**WHAT YOU NEED TO DO**
In the passage on Nurmagomedov's wrestling below, list each benefit it gives for shooting opponents onto the cage.

Nurmagomedov used a single leg cut-back as his go-to takedown in his early career. While it was strong enough to get him into the UFC, a lack of strong setups for the single leg forced him to shoot from far outside, which lead to issues once he started facing stronger wrestlers. Gleison Tibau famously held Nurmagomedov to zero takedown completions in their fight, primarily by catching an underhook and pulling Nurmagomedov up into the clinch whenever he shot.
Since the Tibau fight, Nurmagomedov has adjusted his wrestling game, developing a devastating clinch game with strong upper-body takedowns to deal with opponents who can reliably use an underhook.
In his current form, Nurmagomedov primarily uses his shots not to finish takedowns, but as a starting point to push his opponents onto the cage. The cage acts as a backstop, preventing them from creating distance and allowing Nurmagomedov to get close to their hips, where he can work his incredible chain wrestling. Shooting his opponents to the cage also limits the degree to which Nurmagomedov needs to pressure, as he can reliably stick opponents on the cage with a shot once he has his feet near the black line of the central octagon.

(Object pointing dataset rows)
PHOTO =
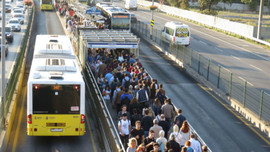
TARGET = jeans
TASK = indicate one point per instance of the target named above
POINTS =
(124, 140)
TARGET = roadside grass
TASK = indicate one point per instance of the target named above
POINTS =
(225, 32)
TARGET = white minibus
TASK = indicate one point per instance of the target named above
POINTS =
(176, 32)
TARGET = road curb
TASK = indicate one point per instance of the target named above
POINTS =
(263, 126)
(5, 135)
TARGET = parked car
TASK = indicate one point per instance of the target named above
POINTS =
(9, 34)
(133, 18)
(19, 2)
(17, 8)
(20, 17)
(14, 24)
(8, 8)
(27, 2)
(6, 48)
(22, 7)
(16, 11)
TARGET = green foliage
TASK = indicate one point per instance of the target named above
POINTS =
(268, 3)
(207, 4)
(174, 3)
(184, 4)
(211, 12)
(252, 4)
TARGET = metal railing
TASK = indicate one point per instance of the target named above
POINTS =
(107, 121)
(235, 87)
(13, 78)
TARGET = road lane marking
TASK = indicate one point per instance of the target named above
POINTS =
(236, 57)
(19, 123)
(219, 49)
(256, 67)
(245, 80)
(219, 39)
(91, 135)
(237, 116)
(203, 42)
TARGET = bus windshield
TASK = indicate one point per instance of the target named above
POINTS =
(46, 1)
(120, 21)
(182, 32)
(56, 99)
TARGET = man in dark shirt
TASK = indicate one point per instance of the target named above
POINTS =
(138, 132)
(164, 124)
(150, 141)
(147, 122)
(174, 145)
(180, 118)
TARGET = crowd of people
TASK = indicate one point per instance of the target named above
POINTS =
(145, 114)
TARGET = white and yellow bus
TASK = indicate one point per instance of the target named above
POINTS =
(55, 90)
(47, 5)
(176, 32)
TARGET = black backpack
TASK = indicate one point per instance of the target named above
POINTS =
(126, 83)
(126, 102)
(161, 97)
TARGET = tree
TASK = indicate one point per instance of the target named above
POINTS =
(207, 4)
(184, 4)
(252, 4)
(174, 3)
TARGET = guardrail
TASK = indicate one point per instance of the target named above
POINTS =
(247, 31)
(191, 128)
(13, 78)
(108, 123)
(255, 101)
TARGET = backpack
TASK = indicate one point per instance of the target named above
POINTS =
(126, 83)
(161, 97)
(126, 102)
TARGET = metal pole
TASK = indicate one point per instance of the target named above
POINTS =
(151, 27)
(219, 67)
(261, 105)
(260, 19)
(245, 94)
(3, 71)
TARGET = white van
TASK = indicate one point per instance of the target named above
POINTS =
(176, 32)
(131, 5)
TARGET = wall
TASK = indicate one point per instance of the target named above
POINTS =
(244, 30)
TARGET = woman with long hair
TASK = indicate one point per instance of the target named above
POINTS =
(177, 135)
(132, 145)
(185, 133)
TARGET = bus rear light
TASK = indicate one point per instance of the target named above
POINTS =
(82, 119)
(36, 87)
(29, 119)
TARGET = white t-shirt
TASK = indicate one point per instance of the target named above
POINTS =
(124, 124)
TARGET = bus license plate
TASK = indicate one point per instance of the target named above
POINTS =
(57, 130)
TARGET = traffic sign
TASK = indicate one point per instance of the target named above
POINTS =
(152, 22)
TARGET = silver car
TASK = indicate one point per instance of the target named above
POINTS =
(20, 17)
(14, 24)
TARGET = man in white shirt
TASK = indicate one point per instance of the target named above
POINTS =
(195, 144)
(124, 127)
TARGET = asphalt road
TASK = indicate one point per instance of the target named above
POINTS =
(48, 23)
(219, 128)
(247, 60)
(14, 46)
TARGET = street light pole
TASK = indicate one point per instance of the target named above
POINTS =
(3, 71)
(260, 19)
(151, 27)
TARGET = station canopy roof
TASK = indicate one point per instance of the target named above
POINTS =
(109, 39)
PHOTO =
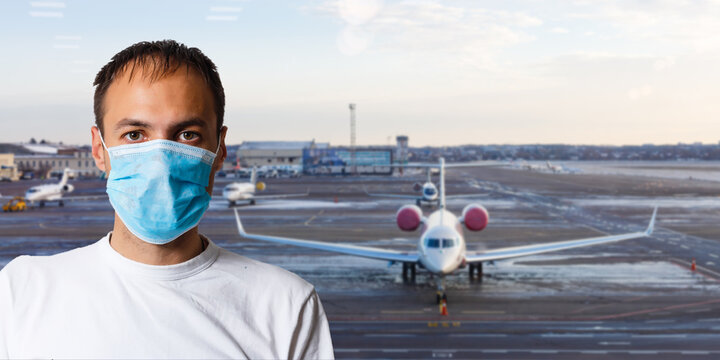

**WORKED SOLUTION**
- It prevents opponents from creating distance.
- It lets Nurmagomedov get close to their hips, where he can work his chain wrestling.
- It limits how much Nurmagomedov needs to pressure, since he can reliably stick opponents on the cage with a shot once his feet are near the black line of the central octagon.